• Exercise goal: Update the stretch from the line containing "350, row 199." through the line containing "column 79, row 95" by replacing "overcast" with "cloudy", and reproduce those lines with everything else unchanged.

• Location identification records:

##########

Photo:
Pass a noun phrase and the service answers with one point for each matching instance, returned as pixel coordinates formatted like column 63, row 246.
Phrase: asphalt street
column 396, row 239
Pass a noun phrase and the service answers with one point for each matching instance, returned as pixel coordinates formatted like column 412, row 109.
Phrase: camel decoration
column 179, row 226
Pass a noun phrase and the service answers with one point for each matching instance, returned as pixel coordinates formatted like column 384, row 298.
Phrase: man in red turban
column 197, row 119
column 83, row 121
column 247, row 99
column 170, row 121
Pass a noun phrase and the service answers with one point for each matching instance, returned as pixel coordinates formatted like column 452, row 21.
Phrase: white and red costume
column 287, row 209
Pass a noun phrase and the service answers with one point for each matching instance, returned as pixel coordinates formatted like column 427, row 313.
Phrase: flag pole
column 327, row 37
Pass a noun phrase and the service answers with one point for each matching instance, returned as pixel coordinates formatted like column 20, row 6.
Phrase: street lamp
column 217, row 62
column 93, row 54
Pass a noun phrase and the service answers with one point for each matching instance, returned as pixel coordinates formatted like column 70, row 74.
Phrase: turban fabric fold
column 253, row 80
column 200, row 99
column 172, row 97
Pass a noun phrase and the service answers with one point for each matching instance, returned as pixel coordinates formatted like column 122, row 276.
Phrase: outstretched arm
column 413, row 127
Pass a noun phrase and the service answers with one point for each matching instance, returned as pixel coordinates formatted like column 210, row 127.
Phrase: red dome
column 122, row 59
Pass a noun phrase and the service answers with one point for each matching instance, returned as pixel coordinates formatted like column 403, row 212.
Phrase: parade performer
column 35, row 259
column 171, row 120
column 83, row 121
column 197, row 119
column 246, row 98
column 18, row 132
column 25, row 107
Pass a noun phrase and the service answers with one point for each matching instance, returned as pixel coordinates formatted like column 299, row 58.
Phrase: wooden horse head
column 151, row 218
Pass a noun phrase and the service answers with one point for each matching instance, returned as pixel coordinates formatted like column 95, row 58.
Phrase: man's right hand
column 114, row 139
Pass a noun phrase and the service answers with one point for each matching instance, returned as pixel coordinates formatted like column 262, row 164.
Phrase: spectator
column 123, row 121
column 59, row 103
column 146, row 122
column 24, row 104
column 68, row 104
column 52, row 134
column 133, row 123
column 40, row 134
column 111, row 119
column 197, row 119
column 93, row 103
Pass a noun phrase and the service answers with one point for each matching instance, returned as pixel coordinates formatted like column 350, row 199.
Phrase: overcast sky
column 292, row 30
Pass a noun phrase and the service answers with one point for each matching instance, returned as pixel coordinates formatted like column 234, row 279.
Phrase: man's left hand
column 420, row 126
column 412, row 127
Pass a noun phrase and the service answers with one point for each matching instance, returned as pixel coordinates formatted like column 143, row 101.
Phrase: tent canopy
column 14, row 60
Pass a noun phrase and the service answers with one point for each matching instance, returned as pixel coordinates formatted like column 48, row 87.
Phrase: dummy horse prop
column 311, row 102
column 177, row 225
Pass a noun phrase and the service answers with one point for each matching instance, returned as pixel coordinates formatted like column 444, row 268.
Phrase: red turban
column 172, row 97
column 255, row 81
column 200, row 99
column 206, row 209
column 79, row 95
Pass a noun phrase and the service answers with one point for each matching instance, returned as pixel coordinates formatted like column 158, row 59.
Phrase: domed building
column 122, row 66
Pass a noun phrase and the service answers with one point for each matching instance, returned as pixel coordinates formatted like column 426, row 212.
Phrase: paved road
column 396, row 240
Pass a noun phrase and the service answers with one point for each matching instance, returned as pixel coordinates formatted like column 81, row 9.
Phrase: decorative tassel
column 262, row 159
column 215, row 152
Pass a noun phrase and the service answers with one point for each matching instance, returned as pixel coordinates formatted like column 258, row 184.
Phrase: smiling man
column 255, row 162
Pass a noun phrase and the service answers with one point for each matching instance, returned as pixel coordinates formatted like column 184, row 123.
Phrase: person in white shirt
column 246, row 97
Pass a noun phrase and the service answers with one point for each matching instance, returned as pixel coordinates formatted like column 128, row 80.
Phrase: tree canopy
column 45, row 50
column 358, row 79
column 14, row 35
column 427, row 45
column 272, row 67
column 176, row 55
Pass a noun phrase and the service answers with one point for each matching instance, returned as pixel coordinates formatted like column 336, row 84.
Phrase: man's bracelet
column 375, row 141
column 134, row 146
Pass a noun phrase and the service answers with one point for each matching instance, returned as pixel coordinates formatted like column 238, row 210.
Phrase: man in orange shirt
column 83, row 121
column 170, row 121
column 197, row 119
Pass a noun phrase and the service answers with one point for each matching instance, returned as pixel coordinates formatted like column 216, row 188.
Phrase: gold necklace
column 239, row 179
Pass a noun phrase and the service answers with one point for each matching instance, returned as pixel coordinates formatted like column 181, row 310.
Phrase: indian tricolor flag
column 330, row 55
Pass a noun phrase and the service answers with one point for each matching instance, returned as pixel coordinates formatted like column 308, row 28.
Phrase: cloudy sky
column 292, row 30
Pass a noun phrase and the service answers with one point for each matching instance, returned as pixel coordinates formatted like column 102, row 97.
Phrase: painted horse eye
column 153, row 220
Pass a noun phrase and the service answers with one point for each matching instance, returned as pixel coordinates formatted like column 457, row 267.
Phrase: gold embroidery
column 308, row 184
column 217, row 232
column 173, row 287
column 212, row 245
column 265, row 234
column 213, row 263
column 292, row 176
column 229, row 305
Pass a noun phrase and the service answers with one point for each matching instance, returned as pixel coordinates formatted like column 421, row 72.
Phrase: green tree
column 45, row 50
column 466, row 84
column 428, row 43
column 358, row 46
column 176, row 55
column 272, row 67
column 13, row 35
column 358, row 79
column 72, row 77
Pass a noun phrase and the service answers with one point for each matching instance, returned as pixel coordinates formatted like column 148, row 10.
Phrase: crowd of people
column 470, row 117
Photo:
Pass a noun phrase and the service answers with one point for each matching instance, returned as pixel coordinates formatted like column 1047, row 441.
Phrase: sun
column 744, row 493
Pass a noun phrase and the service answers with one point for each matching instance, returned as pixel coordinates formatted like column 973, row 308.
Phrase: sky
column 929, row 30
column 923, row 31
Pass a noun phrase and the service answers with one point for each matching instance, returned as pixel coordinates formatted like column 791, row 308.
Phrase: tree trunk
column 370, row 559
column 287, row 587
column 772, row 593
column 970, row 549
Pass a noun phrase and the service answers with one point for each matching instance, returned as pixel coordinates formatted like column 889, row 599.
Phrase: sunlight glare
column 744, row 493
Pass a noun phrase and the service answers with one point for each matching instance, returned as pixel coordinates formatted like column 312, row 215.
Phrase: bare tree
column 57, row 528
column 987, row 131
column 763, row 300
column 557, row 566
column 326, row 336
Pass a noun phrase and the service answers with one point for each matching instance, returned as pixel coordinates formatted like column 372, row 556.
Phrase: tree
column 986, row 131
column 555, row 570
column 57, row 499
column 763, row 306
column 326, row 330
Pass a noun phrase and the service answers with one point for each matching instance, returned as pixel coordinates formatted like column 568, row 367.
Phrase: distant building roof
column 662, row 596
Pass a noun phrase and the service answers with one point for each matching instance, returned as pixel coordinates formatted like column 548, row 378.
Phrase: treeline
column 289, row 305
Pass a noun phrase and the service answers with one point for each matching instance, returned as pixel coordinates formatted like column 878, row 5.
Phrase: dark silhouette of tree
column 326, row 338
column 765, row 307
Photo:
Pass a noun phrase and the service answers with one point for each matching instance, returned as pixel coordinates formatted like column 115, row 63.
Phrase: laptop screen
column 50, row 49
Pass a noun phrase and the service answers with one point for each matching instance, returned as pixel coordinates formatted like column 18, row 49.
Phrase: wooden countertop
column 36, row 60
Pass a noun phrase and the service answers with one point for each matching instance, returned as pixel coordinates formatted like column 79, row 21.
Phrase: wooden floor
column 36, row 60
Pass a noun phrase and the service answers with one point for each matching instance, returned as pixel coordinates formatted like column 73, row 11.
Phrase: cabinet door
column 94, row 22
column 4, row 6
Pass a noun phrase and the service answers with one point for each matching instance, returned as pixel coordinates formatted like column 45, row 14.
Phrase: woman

##########

• Complete answer:
Pass a noun phrase and the service answers with one point for each matching instance, returned as pixel coordinates formatted like column 350, row 199.
Phrase: cloudy sky
column 292, row 30
Pass a noun phrase and the service answers with one point for each matching instance, returned as pixel coordinates formatted like column 234, row 279.
Phrase: man's left hand
column 420, row 126
column 412, row 127
Pass a noun phrase and the service answers with one point for each matching instance, returned as pixel coordinates formatted like column 143, row 101.
Phrase: tent canopy
column 14, row 60
Pass a noun phrase and the service answers with one point for each matching instance, returned as pixel coordinates formatted like column 48, row 87.
Phrase: dummy horse prop
column 311, row 102
column 177, row 225
Pass a noun phrase and the service answers with one point for each matching instance, returned as pixel coordinates formatted like column 444, row 268.
Phrase: red turban
column 172, row 97
column 255, row 81
column 200, row 99
column 206, row 209
column 79, row 95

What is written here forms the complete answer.